--- begin Material to process ---
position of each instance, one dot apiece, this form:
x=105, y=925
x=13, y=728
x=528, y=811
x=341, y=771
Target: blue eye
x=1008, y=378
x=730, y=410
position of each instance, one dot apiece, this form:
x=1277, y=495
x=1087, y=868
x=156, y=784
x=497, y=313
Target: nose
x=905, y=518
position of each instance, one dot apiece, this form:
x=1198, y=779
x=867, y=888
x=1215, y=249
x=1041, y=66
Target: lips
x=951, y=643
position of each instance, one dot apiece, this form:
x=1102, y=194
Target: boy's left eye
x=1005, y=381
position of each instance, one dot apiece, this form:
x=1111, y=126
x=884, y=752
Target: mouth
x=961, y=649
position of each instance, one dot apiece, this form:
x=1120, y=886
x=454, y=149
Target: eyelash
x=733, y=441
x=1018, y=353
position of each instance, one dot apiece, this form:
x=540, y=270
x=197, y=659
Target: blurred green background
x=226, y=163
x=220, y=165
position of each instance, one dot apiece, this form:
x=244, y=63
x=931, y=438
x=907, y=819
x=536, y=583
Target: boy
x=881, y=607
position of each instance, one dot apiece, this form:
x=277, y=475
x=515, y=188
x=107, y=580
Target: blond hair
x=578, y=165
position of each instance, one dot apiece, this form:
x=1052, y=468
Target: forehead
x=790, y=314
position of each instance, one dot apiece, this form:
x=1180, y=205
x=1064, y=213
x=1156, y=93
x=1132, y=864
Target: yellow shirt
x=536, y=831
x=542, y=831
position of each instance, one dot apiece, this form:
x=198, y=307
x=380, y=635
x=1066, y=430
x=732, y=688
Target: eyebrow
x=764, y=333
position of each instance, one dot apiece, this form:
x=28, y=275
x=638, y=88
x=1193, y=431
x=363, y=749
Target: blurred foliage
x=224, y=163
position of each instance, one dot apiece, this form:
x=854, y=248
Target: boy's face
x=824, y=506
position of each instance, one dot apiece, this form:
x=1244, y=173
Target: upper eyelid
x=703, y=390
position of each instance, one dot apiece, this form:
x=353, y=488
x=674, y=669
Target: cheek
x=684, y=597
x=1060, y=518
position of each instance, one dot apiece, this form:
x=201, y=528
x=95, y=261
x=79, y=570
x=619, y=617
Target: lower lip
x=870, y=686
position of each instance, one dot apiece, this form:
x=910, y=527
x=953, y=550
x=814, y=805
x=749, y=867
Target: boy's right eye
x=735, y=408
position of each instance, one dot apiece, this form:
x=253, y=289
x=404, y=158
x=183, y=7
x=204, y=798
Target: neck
--- end Material to process ---
== Set task ==
Reproduce the records from their beginning through the line containing "x=1005, y=381", shifting every coordinate in the answers by -45 and leaving the requests and their format samples unchanged.

== Reply to the exercise ==
position of each instance, one dot apiece, this form:
x=105, y=925
x=13, y=728
x=528, y=811
x=341, y=771
Target: blue eye
x=963, y=333
x=685, y=365
position of each instance, one dot apiece, this form:
x=1277, y=495
x=1087, y=868
x=156, y=784
x=497, y=313
Target: nose
x=860, y=473
position of each instance, one dot apiece, this form:
x=1198, y=779
x=867, y=888
x=1215, y=249
x=1041, y=66
Target: lips
x=906, y=598
position of each instance, one dot apiece, this form:
x=1102, y=194
Target: boy's left eye
x=960, y=336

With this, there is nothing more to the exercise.